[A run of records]
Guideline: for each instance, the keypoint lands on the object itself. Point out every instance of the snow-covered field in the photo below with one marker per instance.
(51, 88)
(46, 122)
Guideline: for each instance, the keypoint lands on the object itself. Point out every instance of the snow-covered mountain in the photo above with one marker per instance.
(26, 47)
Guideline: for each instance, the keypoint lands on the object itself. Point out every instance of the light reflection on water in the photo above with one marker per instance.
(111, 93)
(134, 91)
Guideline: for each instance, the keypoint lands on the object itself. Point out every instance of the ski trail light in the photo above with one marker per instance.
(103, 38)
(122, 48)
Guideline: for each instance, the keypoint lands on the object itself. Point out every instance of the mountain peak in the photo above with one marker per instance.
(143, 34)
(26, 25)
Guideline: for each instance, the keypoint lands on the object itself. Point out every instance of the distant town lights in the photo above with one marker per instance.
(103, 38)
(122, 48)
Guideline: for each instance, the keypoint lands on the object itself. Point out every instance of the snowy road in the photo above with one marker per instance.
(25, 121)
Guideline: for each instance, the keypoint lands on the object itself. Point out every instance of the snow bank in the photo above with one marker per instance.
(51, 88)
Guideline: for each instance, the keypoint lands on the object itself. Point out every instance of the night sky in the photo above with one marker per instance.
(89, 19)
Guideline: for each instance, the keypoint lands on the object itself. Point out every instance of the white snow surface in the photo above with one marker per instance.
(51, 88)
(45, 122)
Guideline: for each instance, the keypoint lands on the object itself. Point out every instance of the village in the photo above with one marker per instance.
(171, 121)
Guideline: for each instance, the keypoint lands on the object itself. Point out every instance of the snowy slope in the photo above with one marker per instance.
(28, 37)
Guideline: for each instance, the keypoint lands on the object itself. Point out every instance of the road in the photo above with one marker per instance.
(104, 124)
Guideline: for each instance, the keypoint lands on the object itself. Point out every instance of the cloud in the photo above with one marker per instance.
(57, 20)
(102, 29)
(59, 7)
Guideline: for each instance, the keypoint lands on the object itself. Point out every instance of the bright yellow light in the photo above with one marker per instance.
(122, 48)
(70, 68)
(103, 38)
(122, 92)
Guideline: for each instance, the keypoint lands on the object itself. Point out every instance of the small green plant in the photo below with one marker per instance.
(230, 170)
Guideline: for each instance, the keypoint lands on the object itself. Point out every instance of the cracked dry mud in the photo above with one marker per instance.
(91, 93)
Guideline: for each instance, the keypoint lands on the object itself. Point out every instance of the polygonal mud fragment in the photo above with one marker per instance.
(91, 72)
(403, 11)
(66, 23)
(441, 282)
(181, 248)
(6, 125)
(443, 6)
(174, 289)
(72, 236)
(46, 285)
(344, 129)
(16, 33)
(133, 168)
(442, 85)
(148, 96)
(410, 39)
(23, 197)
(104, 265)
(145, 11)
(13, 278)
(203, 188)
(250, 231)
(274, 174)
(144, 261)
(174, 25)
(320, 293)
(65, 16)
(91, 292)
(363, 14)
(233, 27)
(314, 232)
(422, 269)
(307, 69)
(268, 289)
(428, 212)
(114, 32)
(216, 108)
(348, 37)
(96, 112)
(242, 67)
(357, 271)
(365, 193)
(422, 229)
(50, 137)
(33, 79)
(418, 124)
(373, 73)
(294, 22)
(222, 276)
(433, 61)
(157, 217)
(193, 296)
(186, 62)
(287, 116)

Stated exercise: Copy out the lines above word for word, every one of them.

Exercise result:
Guideline: for each instance, the keypoint lands on the object itself. Point out every instance of the snow-covered field in the photo below with one marker per instance.
(51, 88)
(46, 122)
Guideline: for each instance, the keypoint lands on the object itself. Point out every instance of the snow-covered mountain in the photo above with one marker per instance.
(26, 47)
Guideline: for each instance, the keypoint lands on the object itself. Point out every instance of the light reflection on water in the photo above with one marker per instance.
(111, 93)
(134, 91)
Guideline: for each instance, the keypoint lands on the object itself. Point out every instance of the ski trail light in the photo above with one marker per instance.
(103, 38)
(122, 48)
Guideline: for each instance, the keypoint lands on the object itself. Point out every instance of the mountain peak in the photo above with one marker per instance.
(143, 34)
(26, 25)
Guideline: for each instance, the keypoint lands on the object itself. Point out every instance of the distant town lights in the photo above with one marker per instance.
(103, 38)
(122, 48)
Guideline: for each instance, the keypoint lands on the object itself. Point out every instance of the snowy road in the photo above with one marker per instance.
(25, 121)
Guideline: for each instance, the keypoint lands on the object itself. Point out every instance of the snow bank in the photo above with one marker per instance.
(51, 88)
Guideline: for each instance, the keypoint lands on the object itself. Point out every instance of the night sky in the photo above with one marker per instance.
(89, 19)
Guideline: for each instance, the keypoint lands on the object itself. Point out every instance of the white snow surface in the photo above with one marker per instance.
(51, 88)
(45, 122)
Guideline: for each instance, the keypoint lands on the object itself. Point out every instance of the village in the photo above with one marker per instance.
(171, 121)
Guideline: for each instance, the keypoint lands on the object itself. Point out every instance of the snowy slope in the photo above with one marker per instance.
(28, 37)
Guideline: for each instance, the keypoint lands on the object itself. Point out every instance of the road in the photo above with one marker per instance.
(104, 124)
Guideline: for each instance, the keypoint lands on the object itself. Point out every instance of the cloud in the photo above with one marker per instance.
(57, 20)
(102, 29)
(59, 7)
Guideline: for each instance, the keypoint lands on the object itself. Point out every instance of the bright yellow light in the photo above with one marker per instance.
(122, 48)
(70, 68)
(103, 38)
(122, 92)
Guideline: for each instance, the keypoint lands on the object itself. Point out every instance of the small green plant in the photo below with one marker per instance.
(230, 170)
Guideline: for each instance, the keypoint lands on the object itself. Point out every instance of the cracked dry mud in the photo above with one marker per instance.
(91, 93)
Guideline: for each instance, the keypoint lands on the object itself. Point out every instance of the polygonal mud fragment in the photo above with one marker per instance.
(91, 72)
(403, 11)
(66, 23)
(441, 282)
(181, 248)
(6, 125)
(443, 6)
(174, 289)
(72, 236)
(46, 285)
(344, 129)
(16, 33)
(133, 168)
(442, 85)
(148, 96)
(410, 39)
(23, 197)
(104, 265)
(145, 11)
(13, 278)
(203, 188)
(250, 231)
(274, 174)
(144, 261)
(174, 25)
(320, 293)
(65, 16)
(91, 292)
(363, 14)
(233, 27)
(314, 232)
(422, 269)
(307, 69)
(268, 289)
(428, 212)
(114, 32)
(216, 108)
(348, 37)
(96, 112)
(242, 67)
(357, 271)
(365, 193)
(422, 229)
(50, 137)
(33, 79)
(418, 124)
(373, 73)
(294, 22)
(222, 276)
(433, 61)
(157, 217)
(193, 296)
(186, 62)
(287, 116)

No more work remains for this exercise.